— BEGIN —

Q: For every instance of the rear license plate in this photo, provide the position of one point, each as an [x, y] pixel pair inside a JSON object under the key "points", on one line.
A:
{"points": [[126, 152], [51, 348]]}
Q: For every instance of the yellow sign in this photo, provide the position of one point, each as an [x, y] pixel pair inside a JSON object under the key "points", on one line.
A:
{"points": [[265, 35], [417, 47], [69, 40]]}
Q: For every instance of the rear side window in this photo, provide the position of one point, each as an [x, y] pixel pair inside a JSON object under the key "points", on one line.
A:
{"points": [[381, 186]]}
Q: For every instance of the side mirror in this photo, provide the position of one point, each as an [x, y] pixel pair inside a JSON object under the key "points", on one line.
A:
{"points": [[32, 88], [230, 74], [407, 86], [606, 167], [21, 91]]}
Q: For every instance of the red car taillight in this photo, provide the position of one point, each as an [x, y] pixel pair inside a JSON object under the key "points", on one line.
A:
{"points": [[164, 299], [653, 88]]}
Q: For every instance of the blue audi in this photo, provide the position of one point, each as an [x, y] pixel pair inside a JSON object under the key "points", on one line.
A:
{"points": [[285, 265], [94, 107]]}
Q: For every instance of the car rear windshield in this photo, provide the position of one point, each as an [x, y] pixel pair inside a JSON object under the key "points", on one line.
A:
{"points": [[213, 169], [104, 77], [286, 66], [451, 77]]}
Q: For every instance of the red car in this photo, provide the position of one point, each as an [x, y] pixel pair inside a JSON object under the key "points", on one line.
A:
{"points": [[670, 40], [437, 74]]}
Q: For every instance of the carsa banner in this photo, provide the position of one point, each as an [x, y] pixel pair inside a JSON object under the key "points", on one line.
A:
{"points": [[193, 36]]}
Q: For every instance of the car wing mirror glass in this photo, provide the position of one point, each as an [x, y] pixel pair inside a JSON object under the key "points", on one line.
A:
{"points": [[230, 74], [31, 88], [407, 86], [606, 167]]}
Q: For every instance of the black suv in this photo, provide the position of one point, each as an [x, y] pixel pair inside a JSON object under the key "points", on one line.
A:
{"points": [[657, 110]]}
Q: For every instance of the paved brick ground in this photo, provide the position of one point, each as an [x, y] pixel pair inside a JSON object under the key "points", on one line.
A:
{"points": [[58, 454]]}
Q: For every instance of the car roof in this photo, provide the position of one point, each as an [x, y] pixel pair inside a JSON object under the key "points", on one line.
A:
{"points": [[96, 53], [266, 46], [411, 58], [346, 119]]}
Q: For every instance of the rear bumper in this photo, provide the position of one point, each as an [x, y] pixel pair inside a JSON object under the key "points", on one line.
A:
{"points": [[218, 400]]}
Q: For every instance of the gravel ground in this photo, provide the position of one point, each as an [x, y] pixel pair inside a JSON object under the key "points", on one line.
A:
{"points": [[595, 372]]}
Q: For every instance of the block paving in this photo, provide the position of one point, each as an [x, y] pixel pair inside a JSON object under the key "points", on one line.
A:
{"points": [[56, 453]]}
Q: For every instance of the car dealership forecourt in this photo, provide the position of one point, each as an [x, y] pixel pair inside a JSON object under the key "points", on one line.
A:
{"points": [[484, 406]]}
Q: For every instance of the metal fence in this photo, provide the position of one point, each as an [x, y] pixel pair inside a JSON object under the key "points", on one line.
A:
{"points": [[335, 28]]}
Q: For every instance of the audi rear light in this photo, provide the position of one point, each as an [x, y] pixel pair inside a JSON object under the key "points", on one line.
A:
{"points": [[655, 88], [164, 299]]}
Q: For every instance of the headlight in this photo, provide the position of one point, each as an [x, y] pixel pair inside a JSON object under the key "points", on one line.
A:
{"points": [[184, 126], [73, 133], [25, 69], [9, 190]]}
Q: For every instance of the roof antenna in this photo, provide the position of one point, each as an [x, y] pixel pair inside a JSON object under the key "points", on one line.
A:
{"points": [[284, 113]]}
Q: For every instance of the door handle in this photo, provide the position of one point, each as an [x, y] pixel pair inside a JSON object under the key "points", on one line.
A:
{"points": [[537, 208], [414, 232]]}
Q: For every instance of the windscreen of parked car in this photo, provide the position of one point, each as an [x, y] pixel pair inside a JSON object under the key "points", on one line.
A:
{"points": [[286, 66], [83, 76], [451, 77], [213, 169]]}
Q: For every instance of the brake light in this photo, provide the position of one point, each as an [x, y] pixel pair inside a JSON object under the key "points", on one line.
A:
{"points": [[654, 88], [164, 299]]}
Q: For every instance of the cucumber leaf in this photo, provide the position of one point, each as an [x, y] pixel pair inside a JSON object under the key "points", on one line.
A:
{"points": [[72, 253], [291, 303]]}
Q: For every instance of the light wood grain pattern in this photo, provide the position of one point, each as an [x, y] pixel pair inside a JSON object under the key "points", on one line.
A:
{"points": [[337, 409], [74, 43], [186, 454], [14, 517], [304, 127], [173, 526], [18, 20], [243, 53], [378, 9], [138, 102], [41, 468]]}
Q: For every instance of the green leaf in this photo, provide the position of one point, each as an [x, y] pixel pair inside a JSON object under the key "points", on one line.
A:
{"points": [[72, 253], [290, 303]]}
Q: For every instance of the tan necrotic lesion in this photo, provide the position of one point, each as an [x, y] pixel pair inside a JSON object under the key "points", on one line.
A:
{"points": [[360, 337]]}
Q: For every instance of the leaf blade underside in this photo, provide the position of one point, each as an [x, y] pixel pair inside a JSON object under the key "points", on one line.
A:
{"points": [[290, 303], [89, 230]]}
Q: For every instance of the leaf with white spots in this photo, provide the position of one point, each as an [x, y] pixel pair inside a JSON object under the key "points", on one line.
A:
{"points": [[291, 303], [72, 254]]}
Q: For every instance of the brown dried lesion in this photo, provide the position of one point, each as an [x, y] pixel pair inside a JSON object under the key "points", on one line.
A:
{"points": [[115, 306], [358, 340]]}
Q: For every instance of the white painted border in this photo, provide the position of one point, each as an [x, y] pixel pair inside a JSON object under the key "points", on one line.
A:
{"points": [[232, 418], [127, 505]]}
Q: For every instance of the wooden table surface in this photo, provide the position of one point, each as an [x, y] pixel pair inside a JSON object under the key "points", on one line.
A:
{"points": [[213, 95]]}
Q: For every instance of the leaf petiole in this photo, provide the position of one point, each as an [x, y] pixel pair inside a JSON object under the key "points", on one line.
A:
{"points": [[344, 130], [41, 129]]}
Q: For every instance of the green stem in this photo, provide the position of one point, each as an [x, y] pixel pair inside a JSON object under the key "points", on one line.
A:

— END —

PROBLEM TO WORK ON — Add 147 to every coordinate in the answers and write out everything from the row containing "Q: For every instance of the leaf with" down to the end of the rows, requests included.

SOLUTION FOR THIS TASK —
Q: For every instance of the leaf with white spots in this photo, provide the position of one point, each as an [x, y] pixel pair inside a JSON object under the key "points", on one line.
A:
{"points": [[438, 450], [219, 401]]}
Q: For every instance of the brown dried lesion in this photo, provide the position of one point, each as an [x, y] pixel pair inside a JSON object under the key "points", on one line.
A:
{"points": [[262, 453], [505, 487]]}
Q: For every instance of the white painted border in this photo, provide the position of one point, each as an [x, y] pixel pair inside a JSON object under the key "points", on one line.
A:
{"points": [[379, 565], [274, 652]]}
Q: For every instance of the wooden table surface in this photo, provide the position of one point, each as an [x, y] pixel pair inside a JSON object under the key "points", on one line.
A:
{"points": [[360, 242]]}
Q: For every instance of the leaf petiole in this photo, provide the position of one point, each as an [x, y] pixel pair inside a JSON object under the key "points", on one line.
A:
{"points": [[491, 277], [188, 276]]}
Q: For every instance of the green stem in this photo, provide the position of one point, each as an [x, y] pixel pair inside a JSON object under the key "points", on one line.
A:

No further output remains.